Items for boundary labeling

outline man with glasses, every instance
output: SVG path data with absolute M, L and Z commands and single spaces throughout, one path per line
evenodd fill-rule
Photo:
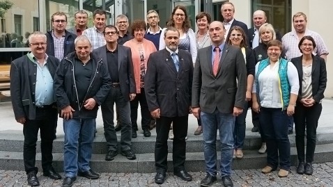
M 93 54 L 102 58 L 107 65 L 111 77 L 111 90 L 102 104 L 102 116 L 104 123 L 104 134 L 107 140 L 108 152 L 106 161 L 112 161 L 118 154 L 117 135 L 114 129 L 114 104 L 123 124 L 121 131 L 121 154 L 128 159 L 135 159 L 131 151 L 130 105 L 136 96 L 135 81 L 133 72 L 132 54 L 129 47 L 117 44 L 118 29 L 114 25 L 108 25 L 104 31 L 107 44 L 95 49 Z
M 103 31 L 107 21 L 107 12 L 96 9 L 93 13 L 93 26 L 84 30 L 82 35 L 85 35 L 91 41 L 92 49 L 97 49 L 105 44 Z
M 23 125 L 23 160 L 28 185 L 39 186 L 36 167 L 36 145 L 40 131 L 43 175 L 61 177 L 52 167 L 54 126 L 58 119 L 53 81 L 59 60 L 45 54 L 47 38 L 41 32 L 29 37 L 31 53 L 12 62 L 10 95 L 16 121 Z
M 75 18 L 75 26 L 68 29 L 70 32 L 77 36 L 81 35 L 87 29 L 88 13 L 84 10 L 79 10 L 74 15 Z

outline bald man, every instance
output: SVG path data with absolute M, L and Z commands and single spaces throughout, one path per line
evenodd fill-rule
M 249 46 L 251 49 L 254 49 L 259 44 L 259 36 L 258 33 L 259 28 L 267 22 L 266 13 L 261 10 L 258 10 L 253 13 L 253 25 L 254 27 L 249 29 L 247 31 L 247 38 L 249 41 Z M 279 30 L 274 29 L 277 40 L 281 41 L 281 35 Z

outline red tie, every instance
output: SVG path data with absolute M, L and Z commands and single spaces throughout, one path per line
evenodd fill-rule
M 214 49 L 214 60 L 212 61 L 212 74 L 216 76 L 219 64 L 219 48 L 215 47 Z

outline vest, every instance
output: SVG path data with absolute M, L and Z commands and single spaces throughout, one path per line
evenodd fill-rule
M 291 95 L 291 86 L 289 84 L 289 81 L 288 80 L 288 60 L 280 58 L 279 60 L 279 70 L 278 70 L 278 76 L 279 76 L 279 90 L 280 90 L 280 95 L 281 95 L 281 101 L 282 103 L 282 110 L 286 109 L 289 104 L 289 99 Z M 260 104 L 260 99 L 259 99 L 259 83 L 258 81 L 258 78 L 259 77 L 259 74 L 263 72 L 263 70 L 270 65 L 270 59 L 269 58 L 261 60 L 259 63 L 259 66 L 258 67 L 258 72 L 256 74 L 256 97 L 258 101 L 259 101 Z

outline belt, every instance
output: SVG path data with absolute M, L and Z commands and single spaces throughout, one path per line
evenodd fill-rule
M 119 87 L 119 86 L 121 86 L 121 83 L 111 83 L 111 87 L 117 88 L 117 87 Z

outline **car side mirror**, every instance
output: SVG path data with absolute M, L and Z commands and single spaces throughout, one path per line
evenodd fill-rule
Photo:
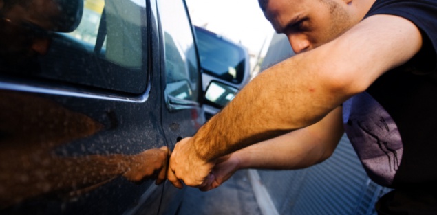
M 238 89 L 217 81 L 211 81 L 205 93 L 205 100 L 211 105 L 221 109 L 232 100 Z

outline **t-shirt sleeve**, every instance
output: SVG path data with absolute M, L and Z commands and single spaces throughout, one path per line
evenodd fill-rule
M 422 33 L 423 43 L 414 60 L 422 61 L 420 65 L 424 70 L 437 70 L 437 1 L 376 0 L 365 17 L 376 14 L 395 15 L 414 23 Z

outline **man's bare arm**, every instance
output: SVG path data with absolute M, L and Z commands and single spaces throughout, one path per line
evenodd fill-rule
M 267 69 L 192 139 L 176 145 L 169 180 L 204 185 L 217 158 L 318 122 L 410 59 L 421 43 L 420 32 L 410 21 L 376 15 L 338 38 Z
M 341 107 L 319 122 L 233 153 L 239 168 L 300 169 L 331 156 L 343 134 Z
M 206 191 L 244 168 L 295 170 L 328 159 L 343 134 L 341 107 L 308 127 L 242 148 L 220 157 L 211 172 L 214 180 L 200 188 Z
M 416 26 L 377 15 L 337 39 L 298 54 L 255 78 L 193 138 L 198 156 L 217 158 L 310 125 L 421 46 Z

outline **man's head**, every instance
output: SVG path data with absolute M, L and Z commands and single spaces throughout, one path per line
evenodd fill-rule
M 74 30 L 82 0 L 0 0 L 0 58 L 21 63 L 47 52 L 52 32 Z
M 295 52 L 326 43 L 359 22 L 374 0 L 258 0 L 277 33 Z

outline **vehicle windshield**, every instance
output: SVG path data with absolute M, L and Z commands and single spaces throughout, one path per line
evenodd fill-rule
M 235 84 L 243 80 L 244 50 L 206 30 L 196 27 L 200 66 L 204 73 Z

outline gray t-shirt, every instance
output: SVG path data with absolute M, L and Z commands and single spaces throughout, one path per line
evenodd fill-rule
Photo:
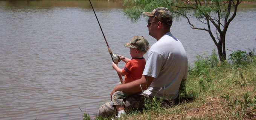
M 187 77 L 187 58 L 182 44 L 169 32 L 151 46 L 148 54 L 143 75 L 155 79 L 142 94 L 175 99 L 181 81 Z

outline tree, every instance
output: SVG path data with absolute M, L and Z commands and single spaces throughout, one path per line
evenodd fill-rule
M 226 59 L 225 42 L 227 28 L 236 16 L 238 5 L 242 0 L 125 0 L 123 5 L 126 8 L 123 10 L 125 15 L 134 22 L 140 19 L 143 12 L 151 12 L 160 6 L 168 8 L 173 18 L 185 18 L 192 28 L 208 32 L 222 62 Z M 195 26 L 190 20 L 191 17 L 206 25 L 207 28 Z M 216 28 L 215 32 L 212 31 L 211 26 Z

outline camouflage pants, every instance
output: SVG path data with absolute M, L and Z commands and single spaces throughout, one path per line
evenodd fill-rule
M 144 96 L 137 93 L 124 99 L 123 104 L 124 103 L 125 105 L 125 110 L 129 111 L 132 110 L 140 110 L 144 108 Z M 108 117 L 116 114 L 117 111 L 114 105 L 114 103 L 112 102 L 104 104 L 99 108 L 98 115 L 99 116 Z
M 116 92 L 112 95 L 113 105 L 125 105 L 124 100 L 129 97 L 135 94 L 136 93 L 126 93 L 120 91 Z

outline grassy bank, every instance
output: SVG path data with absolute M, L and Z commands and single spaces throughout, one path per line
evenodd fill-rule
M 197 56 L 179 101 L 163 105 L 155 99 L 119 120 L 256 120 L 254 50 L 235 52 L 223 63 L 214 51 Z

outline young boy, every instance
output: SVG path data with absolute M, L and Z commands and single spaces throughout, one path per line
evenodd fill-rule
M 126 63 L 125 66 L 121 69 L 117 66 L 117 63 L 112 63 L 112 67 L 119 74 L 125 75 L 125 84 L 140 78 L 145 68 L 146 60 L 143 57 L 149 48 L 148 40 L 143 36 L 134 36 L 130 43 L 124 44 L 123 45 L 130 48 L 130 54 L 132 59 L 130 59 L 119 56 L 121 60 Z M 122 91 L 117 91 L 112 95 L 111 100 L 113 106 L 115 106 L 118 111 L 117 117 L 120 117 L 125 114 L 124 111 L 125 102 L 124 99 L 136 93 L 128 93 Z

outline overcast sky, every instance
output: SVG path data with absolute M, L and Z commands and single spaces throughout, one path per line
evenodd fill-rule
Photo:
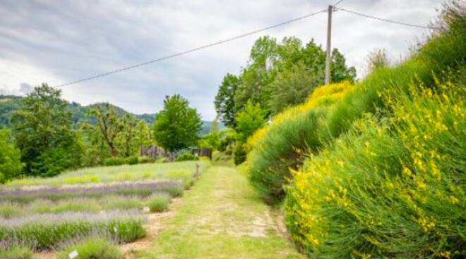
M 335 1 L 333 0 L 333 1 Z M 325 0 L 0 1 L 0 94 L 58 85 L 155 59 L 313 13 Z M 333 3 L 332 3 L 333 4 Z M 435 0 L 345 0 L 340 7 L 422 25 L 441 7 Z M 181 94 L 212 120 L 214 96 L 227 72 L 237 74 L 261 35 L 297 36 L 325 45 L 327 14 L 170 60 L 64 87 L 83 105 L 109 101 L 135 113 L 153 113 L 165 95 Z M 337 11 L 333 47 L 364 74 L 366 57 L 385 48 L 407 53 L 426 30 Z

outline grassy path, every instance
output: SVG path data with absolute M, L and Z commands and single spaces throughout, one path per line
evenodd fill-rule
M 234 168 L 213 166 L 186 191 L 142 258 L 302 258 Z

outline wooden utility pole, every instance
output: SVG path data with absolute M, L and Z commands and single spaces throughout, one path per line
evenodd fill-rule
M 328 6 L 328 22 L 327 23 L 327 57 L 325 58 L 325 85 L 330 84 L 330 55 L 331 55 L 331 44 L 332 42 L 332 11 L 333 6 Z

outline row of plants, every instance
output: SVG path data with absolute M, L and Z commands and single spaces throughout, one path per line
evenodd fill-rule
M 27 245 L 35 249 L 51 249 L 78 236 L 108 234 L 120 242 L 145 235 L 139 211 L 112 211 L 103 214 L 66 212 L 0 218 L 0 241 L 11 246 Z
M 73 197 L 99 198 L 119 194 L 146 197 L 156 192 L 165 192 L 176 197 L 182 194 L 184 187 L 178 182 L 126 182 L 71 187 L 47 187 L 33 189 L 7 190 L 0 193 L 0 201 L 30 202 L 38 198 L 56 201 Z
M 210 166 L 209 161 L 185 161 L 176 163 L 146 163 L 118 167 L 82 168 L 66 172 L 54 177 L 27 177 L 9 182 L 0 186 L 6 190 L 25 186 L 61 187 L 75 184 L 108 183 L 113 182 L 153 182 L 161 180 L 189 182 L 196 173 L 196 165 L 202 172 Z
M 465 7 L 446 5 L 405 62 L 250 139 L 251 183 L 268 202 L 286 197 L 310 258 L 466 256 Z

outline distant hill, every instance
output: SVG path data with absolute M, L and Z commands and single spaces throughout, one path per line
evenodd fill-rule
M 0 128 L 10 127 L 10 116 L 11 113 L 18 109 L 21 104 L 22 97 L 11 95 L 0 95 Z M 82 106 L 80 103 L 74 101 L 68 103 L 68 108 L 71 112 L 71 119 L 73 124 L 78 126 L 81 122 L 95 123 L 95 121 L 91 118 L 86 116 L 86 112 L 90 108 L 94 108 L 96 106 L 103 105 L 104 103 L 97 103 L 88 106 Z M 144 114 L 133 114 L 129 113 L 121 107 L 116 106 L 110 103 L 116 111 L 119 116 L 123 116 L 126 113 L 129 113 L 140 120 L 143 120 L 148 124 L 153 124 L 155 121 L 156 113 L 144 113 Z M 203 135 L 209 132 L 212 122 L 210 121 L 203 121 L 203 129 L 201 132 L 201 135 Z M 223 128 L 225 126 L 220 123 L 220 128 Z

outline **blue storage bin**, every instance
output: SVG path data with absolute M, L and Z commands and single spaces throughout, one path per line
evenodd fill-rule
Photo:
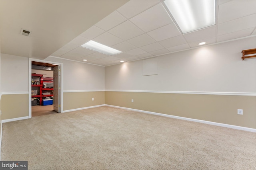
M 52 104 L 53 104 L 52 99 L 43 99 L 42 100 L 42 106 L 51 105 Z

▸ **Your instructions**: Please render every line from the start of the records through the line containing "M 75 18 L 75", inclusive, as a Markdown table with the columns Row and Line. Skip blank lines and leave out the pictures.

▸ **Answer to this exercise**:
| Row | Line |
|---|---|
| 1 | outline man with glasses, every instance |
| 2 | output: SVG path data with absolute M, L and Z commands and single spaces throughout, one path per line |
| 3 | evenodd fill-rule |
| 4 | Photo: |
| 5 | M 93 54 L 102 58 L 107 65 L 111 77 L 111 90 L 102 104 L 102 116 L 104 123 L 104 134 L 107 140 L 108 152 L 106 161 L 112 161 L 118 154 L 117 135 L 114 129 L 114 104 L 123 124 L 121 131 L 121 154 L 128 159 L 135 159 L 131 151 L 130 105 L 136 96 L 135 81 L 133 72 L 132 54 L 129 47 L 117 44 L 118 29 L 114 25 L 108 25 L 104 31 L 107 44 L 95 49 Z |
| 6 | M 103 31 L 107 21 L 107 12 L 96 9 L 93 13 L 93 26 L 84 30 L 82 35 L 85 35 L 91 41 L 92 49 L 97 49 L 105 44 Z |
| 7 | M 23 125 L 23 160 L 28 185 L 39 186 L 36 167 L 36 145 L 40 131 L 43 175 L 61 177 L 52 167 L 54 126 L 58 119 L 53 81 L 59 60 L 45 54 L 47 38 L 41 32 L 29 37 L 31 53 L 12 62 L 10 95 L 16 121 Z |
| 8 | M 75 18 L 75 26 L 68 29 L 70 32 L 77 36 L 81 35 L 87 29 L 88 13 L 84 10 L 79 10 L 74 15 Z |